Supplied passage START

New Zealanders Dion Hall and Bex Joblin were among the last to say “I do” on Rarotonga, on March 19. The Hawke’s Bay couple had married at the Edgewater resort, in front of 25 family and friends – most of whom left the country a couple of days later.
But Hall and Joblin and their five children travelled back to New Zealand on Air New Zealand flight NZ45 leaving Rarotonga on March 25 – the same flight that carried a woman now diagnosed with the coronavirus.
The Nelson supermarket worker in her 30s tested positive this week, as New Zealand came out of lockdown. It’s the first new case in three weeks in the Nelson-Marlborough area.
New Zealand’s Ministry of Health announced the woman had arrived from Cook Islands on March 26. And Nelson-Marlborough District Health Board said it was investigating how the woman got the virus, and treating it as a travel case: that she got it overseas, or while travelling.
Nelson-Marlborough’s clinical director of public health Dr Stephen Bridgman said this did not necessarily mean that the case originated in Cook Islands.
A spokesperson added: “It’s not unprecedented that cases are confirmed that length of time after travel. Sometimes people are asymptomatic (and so don’t get assessed or tested) for some time.”
Bex Hall expressed surprise that it had taken so long for the woman to be diagnosed. “That was a whole month ago,” she said last night.
“We all feel fine and as far as I'm aware, it’s a two-week incubation period. So I would presume that she got it once back in Nelson.
“The plane seemed to only group families together, there were empty seats.
“No social distancing happening before we got on the plane though – huge lines of people waiting for the flight.
“Auckland Airport was completely deserted though, and they only allowed five people from the plane at a time, we waited over an hour to get off … then our temperature was taken in the airport on arrival. Pretty thorough measures in place I think.”
Cook Islands Secretary of Health Dr Josephine Herman is in New Zealand, liaising with health authorities there about support for Pacific peoples and reopening the borders.
“I note that a young woman in Nelson diagnosed with Covid-19 on 29 April 2020 arrived in Auckland on 26 March 2020, before she travelled on to Nelson,” Dr Herman said.
“She had departed Rarotonga five weeks prior to being diagnosed, which is well outside the recognised 14-day incubation period for Covid-19.”
Cook Islands was declared Covid-free on April16, and Dr Herman said Te Marae Ora has conducted more than 1,300 tests in Rarotonga – all of them have tested negative for the virus.
“I will be contacting public health officials in New Zealand to investigate any evidence for a link to the Cook Islands, although based on current information I consider the link tenuous.”

Supplied passage END

Required tasks:
1. Answer these questions using the article, with each answer on its own line:
(a) How many family and friends attended the couple's wedding at the Edgewater resort?
(b) What was the number of the Air New Zealand flight that left Rarotonga on March 25?
(c) How many tests does the article say Te Marae Ora has conducted in Rarotonga?
2. Edit the article from "Nelson-Marlborough’s clinical director" down to "for the flight.", changing "plane" to "aircraft", and give the revised passage.
3. List every calendar date mentioned in the article. Include each date only once, even when it appears in more than one form.

Dataset section START

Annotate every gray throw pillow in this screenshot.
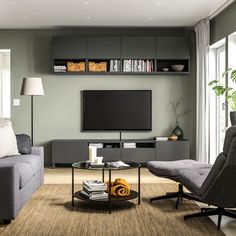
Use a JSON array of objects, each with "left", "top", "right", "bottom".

Dataset section END

Responses for each task:
1.
(a) 25
(b) NZ45
(c) More than 1,300

2.
Nelson-Marlborough’s clinical director of public health Dr Stephen Bridgman said this did not necessarily mean that the case originated in Cook Islands.
A spokesperson added: “It’s not unprecedented that cases are confirmed that length of time after travel. Sometimes people are asymptomatic (and so don’t get assessed or tested) for some time.”
Bex Hall expressed surprise that it had taken so long for the woman to be diagnosed. “That was a whole month ago,” she said last night.
“We all feel fine and as far as I'm aware, it’s a two-week incubation period. So I would presume that she got it once back in Nelson.
“The aircraft seemed to only group families together, there were empty seats.
“No social distancing happening before we got on the aircraft though – huge lines of people waiting for the flight.

3.
March 19
March 25
March 26 (also given as 26 March 2020)
29 April 2020
April 16